The response must be made up of the lines in the entries below that contain "Target".

START Extracted records

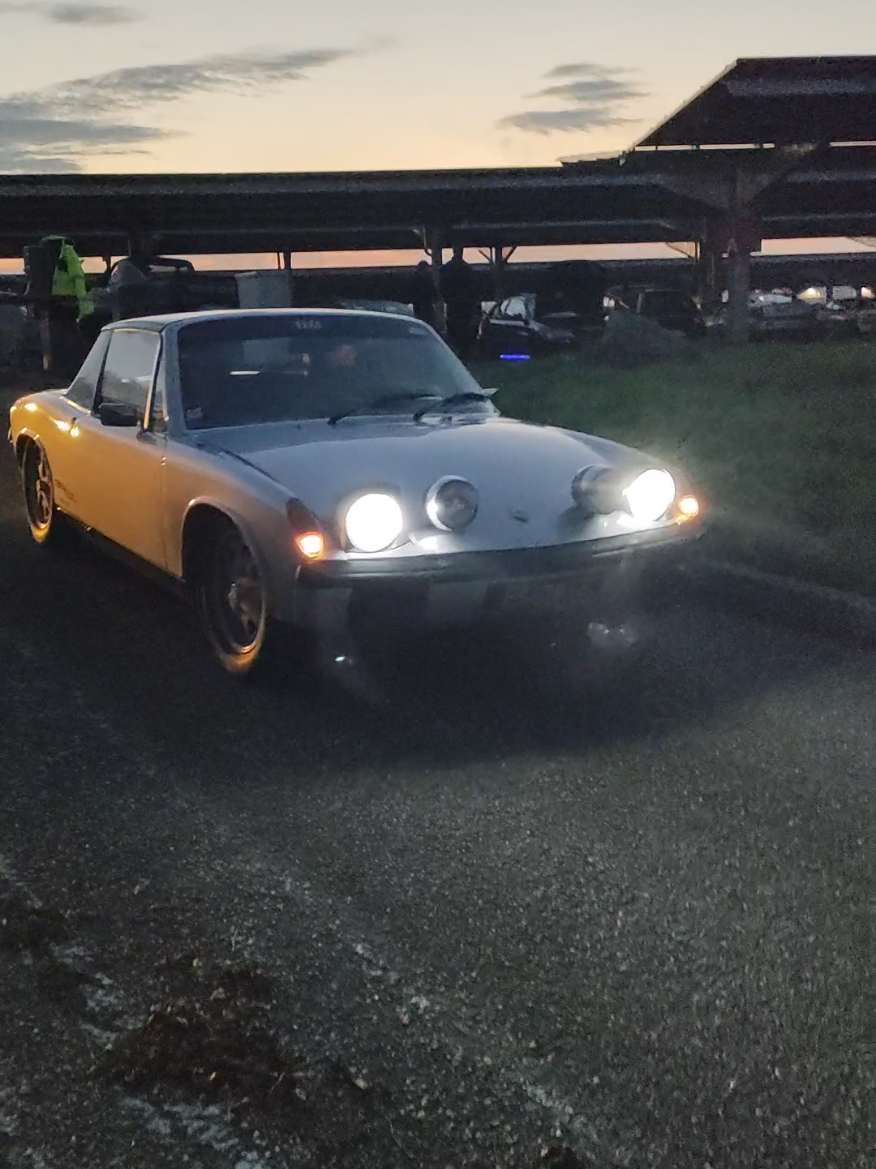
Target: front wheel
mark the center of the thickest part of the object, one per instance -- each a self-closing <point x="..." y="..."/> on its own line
<point x="38" y="485"/>
<point x="232" y="601"/>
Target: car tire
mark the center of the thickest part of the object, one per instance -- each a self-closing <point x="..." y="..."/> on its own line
<point x="48" y="526"/>
<point x="232" y="600"/>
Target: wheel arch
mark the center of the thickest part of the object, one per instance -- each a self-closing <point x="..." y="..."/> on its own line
<point x="26" y="438"/>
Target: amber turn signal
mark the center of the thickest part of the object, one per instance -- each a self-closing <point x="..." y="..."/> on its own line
<point x="310" y="545"/>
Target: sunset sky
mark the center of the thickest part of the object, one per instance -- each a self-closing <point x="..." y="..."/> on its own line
<point x="269" y="85"/>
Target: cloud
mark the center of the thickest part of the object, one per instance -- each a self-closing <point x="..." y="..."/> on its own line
<point x="57" y="126"/>
<point x="90" y="15"/>
<point x="588" y="97"/>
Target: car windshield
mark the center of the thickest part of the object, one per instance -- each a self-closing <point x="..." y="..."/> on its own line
<point x="246" y="368"/>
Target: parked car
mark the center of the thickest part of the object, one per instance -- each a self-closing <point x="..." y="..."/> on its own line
<point x="171" y="285"/>
<point x="510" y="329"/>
<point x="772" y="316"/>
<point x="298" y="465"/>
<point x="669" y="308"/>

END Extracted records

§ Written answer
Target: front wheel
Target: car tire
Target: wheel arch
Target: amber turn signal
Target: sunset sky
Target: cloud
Target: car windshield
Target: parked car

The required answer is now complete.